*** EXERCISE TEXT ***

The Selig Company Building, at 330-346 Marietta St. in Atlanta, Georgia, was built in 1915 and 1925. It was listed on the National Register of Historic Places in 1996.

It is a four-story commercial building designed by architect Alexander F. N. Everett in Early Commercial style. It has also been known as the Pioneer Neon Building. Its eastern half was built in 1915, and the western half was built in 1925. It is on the south side of Marietta St., with its own south side on a double railroad track of the Southern Railway line.

It was built for the Selig Chemical Company, "which was founded in the late 1800s by legendary Atlanta businessman Simon Selig. The company engaged primarily in the manufacture and sale of home-cleaning products (soaps, dispensers,
disinfectants, and other cleaning agents), insecticides, and other consumer goods. Mr. Selig built his company into one of the largest of its type in the country and now it forms the nucleus of one of Atlanta's most successful corporations, National Service Industries, Inc. The company, no longer the owner of this building, is celebrating its centennial in 1996 and has published a history of the company. / The association of the building with the Selig Chemical Company is
very strong; when viewing the facade facing Marietta Street, one can see "Selig Company" printed under the left limestone/concrete arches. In addition, the interior dividing wall of the building includes a well-preserved former outdoor wall sign advertising the Selig Chemical Company's products. The exterior of the building along the railroad tracks also carries numerous Selig Company signs."

It was owned by the Selig family until 1965, when they sold it to Ira Weiss, owner of the Pioneer Neon Supply Co.

*** End of EXERCISE TEXT ***

> [PROMPT 1]:
In the Selig Company Building text, which architect designed the building?
> [PROMPT 2]:
Please write out the Selig Company Building text from "It is a four-story" up to and including "Southern Railway line.".

*** RECORDS PROVIDED ***

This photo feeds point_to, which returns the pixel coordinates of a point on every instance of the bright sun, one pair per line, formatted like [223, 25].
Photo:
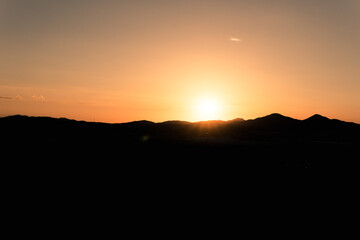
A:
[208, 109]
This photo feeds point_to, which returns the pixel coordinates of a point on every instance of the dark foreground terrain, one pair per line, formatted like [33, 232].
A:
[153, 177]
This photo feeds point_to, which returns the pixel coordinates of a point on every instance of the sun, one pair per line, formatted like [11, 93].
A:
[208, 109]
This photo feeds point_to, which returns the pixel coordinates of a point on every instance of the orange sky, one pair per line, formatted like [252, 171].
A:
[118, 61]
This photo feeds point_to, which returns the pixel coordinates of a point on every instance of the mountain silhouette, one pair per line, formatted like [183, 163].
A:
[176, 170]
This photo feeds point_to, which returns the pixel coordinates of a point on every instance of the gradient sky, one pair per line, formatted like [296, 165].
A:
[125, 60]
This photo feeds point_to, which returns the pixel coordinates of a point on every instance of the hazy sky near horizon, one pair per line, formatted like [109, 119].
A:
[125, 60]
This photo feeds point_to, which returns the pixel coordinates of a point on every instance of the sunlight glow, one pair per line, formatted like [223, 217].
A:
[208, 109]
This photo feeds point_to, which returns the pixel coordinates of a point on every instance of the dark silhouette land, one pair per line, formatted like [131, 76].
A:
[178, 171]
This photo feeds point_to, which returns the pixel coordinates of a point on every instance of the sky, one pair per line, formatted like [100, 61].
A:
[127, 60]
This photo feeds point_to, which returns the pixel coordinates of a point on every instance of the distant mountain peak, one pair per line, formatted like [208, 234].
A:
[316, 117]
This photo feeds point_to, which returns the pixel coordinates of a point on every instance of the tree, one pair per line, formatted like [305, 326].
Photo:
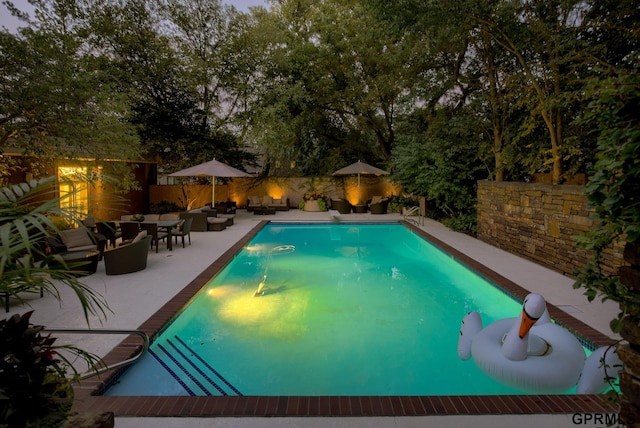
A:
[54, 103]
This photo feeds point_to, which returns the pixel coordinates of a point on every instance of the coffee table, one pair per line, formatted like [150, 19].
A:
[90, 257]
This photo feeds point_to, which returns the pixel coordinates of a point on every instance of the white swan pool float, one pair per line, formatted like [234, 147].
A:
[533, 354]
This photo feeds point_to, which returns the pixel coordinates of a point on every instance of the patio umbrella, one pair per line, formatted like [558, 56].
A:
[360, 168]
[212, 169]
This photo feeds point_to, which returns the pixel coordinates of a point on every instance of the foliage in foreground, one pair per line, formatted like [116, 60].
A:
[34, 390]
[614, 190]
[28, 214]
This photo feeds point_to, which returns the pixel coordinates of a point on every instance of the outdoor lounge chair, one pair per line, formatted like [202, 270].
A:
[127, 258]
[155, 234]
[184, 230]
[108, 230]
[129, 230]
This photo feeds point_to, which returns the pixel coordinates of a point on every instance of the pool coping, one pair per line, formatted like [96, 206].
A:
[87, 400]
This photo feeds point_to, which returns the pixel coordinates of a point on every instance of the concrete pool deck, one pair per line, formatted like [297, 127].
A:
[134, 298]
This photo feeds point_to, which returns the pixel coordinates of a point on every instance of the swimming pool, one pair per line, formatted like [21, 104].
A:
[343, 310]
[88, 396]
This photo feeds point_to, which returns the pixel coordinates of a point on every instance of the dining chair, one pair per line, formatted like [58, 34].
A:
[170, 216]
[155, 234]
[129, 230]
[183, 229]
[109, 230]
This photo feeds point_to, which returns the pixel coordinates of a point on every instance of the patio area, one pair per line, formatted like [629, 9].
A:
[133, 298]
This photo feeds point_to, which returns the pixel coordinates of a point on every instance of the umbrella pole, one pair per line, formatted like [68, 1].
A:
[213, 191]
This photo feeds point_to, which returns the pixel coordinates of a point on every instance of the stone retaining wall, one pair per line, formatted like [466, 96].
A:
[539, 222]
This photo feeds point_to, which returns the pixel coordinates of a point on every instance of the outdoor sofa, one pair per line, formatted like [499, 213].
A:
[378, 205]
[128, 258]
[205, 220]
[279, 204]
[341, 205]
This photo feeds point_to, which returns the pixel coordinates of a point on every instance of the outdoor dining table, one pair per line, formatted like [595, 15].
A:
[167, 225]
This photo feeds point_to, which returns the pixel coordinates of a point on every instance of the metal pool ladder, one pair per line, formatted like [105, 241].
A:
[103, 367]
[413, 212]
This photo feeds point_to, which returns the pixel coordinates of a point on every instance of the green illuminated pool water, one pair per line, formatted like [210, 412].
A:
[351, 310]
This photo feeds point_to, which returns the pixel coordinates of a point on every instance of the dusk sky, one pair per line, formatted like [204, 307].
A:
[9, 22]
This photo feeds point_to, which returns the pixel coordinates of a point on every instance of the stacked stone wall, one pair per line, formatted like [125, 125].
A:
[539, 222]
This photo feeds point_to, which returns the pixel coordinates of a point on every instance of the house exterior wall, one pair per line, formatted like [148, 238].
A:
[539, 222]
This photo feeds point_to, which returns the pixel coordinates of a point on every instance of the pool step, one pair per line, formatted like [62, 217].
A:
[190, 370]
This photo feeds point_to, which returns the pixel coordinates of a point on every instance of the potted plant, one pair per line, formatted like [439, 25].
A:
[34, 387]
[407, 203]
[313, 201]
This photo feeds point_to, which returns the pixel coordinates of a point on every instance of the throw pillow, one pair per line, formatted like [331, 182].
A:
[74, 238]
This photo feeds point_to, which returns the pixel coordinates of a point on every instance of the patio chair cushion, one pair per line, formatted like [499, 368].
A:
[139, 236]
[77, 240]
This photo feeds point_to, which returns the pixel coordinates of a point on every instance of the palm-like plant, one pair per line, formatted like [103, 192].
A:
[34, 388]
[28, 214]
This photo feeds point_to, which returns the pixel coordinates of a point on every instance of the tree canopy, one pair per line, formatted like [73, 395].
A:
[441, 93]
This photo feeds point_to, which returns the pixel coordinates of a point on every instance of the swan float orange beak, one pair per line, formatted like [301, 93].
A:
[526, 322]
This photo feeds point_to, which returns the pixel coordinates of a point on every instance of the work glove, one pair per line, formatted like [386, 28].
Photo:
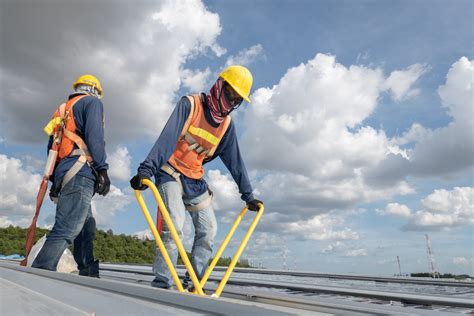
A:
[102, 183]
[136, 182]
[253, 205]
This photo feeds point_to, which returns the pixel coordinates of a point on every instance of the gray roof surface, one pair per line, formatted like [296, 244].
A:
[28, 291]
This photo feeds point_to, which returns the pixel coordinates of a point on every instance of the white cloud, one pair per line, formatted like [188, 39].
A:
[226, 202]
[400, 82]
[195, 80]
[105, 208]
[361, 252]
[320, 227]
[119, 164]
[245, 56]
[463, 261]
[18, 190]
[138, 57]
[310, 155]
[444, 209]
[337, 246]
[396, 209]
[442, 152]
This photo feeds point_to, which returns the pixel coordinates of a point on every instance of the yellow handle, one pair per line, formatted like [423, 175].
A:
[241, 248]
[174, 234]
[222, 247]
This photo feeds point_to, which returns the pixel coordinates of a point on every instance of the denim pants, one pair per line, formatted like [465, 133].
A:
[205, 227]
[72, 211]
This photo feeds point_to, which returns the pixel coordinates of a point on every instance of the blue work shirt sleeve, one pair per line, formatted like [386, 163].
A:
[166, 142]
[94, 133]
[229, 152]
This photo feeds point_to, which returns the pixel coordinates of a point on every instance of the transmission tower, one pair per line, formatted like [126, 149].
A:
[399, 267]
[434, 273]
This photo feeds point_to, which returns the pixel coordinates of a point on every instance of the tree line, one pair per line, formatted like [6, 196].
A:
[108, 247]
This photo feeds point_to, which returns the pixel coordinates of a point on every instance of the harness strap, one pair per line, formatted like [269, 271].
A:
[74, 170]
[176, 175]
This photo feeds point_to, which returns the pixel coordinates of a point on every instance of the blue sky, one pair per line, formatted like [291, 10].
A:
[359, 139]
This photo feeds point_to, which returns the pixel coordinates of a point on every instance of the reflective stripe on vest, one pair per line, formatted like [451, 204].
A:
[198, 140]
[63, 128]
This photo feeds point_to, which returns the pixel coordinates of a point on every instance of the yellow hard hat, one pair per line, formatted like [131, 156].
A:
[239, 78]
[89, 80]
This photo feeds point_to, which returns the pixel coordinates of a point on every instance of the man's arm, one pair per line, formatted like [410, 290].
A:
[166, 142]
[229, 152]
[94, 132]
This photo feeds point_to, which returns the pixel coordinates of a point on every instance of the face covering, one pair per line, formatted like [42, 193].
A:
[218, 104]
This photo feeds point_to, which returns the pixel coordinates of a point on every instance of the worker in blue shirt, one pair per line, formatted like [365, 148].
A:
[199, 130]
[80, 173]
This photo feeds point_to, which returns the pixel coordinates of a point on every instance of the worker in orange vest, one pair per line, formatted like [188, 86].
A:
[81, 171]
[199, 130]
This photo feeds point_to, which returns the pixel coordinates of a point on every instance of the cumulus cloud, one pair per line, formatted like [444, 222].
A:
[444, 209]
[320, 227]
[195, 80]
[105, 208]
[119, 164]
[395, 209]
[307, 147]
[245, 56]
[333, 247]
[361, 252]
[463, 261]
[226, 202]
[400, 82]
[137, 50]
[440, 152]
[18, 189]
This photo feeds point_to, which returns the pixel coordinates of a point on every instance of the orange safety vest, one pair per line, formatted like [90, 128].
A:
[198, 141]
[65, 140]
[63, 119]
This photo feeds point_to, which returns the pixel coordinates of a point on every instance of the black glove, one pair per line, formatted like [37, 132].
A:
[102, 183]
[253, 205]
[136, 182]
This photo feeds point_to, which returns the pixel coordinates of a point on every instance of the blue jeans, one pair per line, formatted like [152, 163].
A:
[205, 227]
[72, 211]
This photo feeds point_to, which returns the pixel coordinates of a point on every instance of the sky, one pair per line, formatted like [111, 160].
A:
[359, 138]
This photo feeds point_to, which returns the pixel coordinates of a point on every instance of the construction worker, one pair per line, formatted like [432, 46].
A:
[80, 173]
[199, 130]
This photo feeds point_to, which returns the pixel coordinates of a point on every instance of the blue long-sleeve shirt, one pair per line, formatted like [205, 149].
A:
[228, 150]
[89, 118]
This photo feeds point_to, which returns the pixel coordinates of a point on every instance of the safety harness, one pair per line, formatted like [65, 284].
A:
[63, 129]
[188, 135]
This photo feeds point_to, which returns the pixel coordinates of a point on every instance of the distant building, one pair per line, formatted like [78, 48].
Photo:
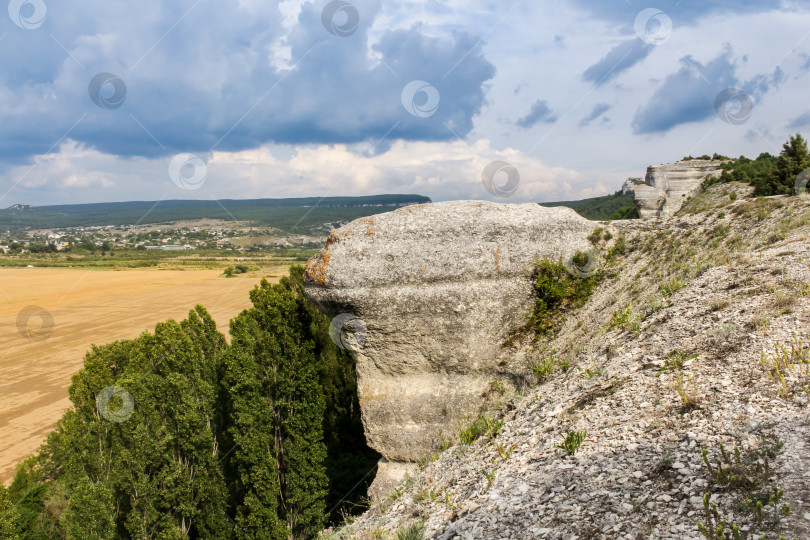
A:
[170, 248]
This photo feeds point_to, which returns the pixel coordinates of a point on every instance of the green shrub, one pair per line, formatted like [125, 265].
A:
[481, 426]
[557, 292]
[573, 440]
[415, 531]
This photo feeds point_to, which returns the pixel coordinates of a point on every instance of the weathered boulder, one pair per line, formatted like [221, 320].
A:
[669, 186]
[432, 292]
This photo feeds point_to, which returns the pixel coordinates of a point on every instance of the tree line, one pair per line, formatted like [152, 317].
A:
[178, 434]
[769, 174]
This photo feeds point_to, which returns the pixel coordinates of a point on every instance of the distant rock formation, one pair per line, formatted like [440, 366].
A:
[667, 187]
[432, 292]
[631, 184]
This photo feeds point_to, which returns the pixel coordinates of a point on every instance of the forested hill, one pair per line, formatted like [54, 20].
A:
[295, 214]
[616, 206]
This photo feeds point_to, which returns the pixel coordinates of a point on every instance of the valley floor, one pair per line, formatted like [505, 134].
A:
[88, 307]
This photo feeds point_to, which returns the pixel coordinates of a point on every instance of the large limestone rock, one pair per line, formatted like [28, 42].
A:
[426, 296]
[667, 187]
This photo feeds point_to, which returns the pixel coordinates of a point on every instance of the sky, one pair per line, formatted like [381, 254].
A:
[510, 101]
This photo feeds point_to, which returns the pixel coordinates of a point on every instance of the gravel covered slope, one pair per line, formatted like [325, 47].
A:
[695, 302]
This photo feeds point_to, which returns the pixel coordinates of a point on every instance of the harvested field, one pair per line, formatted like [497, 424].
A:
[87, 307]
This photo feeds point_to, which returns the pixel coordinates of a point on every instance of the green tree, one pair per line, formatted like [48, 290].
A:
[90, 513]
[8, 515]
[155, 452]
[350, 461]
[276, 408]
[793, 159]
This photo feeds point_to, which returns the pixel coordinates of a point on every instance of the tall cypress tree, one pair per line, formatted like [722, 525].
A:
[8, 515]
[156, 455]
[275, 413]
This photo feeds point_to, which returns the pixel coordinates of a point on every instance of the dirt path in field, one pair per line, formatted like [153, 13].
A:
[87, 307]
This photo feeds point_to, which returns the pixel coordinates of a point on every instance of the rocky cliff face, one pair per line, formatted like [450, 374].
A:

*** End of RECORDS PROVIDED ***

> [ANSWER SPACE 1]:
Alexander F. N. Everett.

> [ANSWER SPACE 2]:
It is a four-story commercial building designed by architect Alexander F. N. Everett in Early Commercial style. It has also been known as the Pioneer Neon Building. Its eastern half was built in 1915, and the western half was built in 1925. It is on the south side of Marietta St., with its own south side on a double railroad track of the Southern Railway line.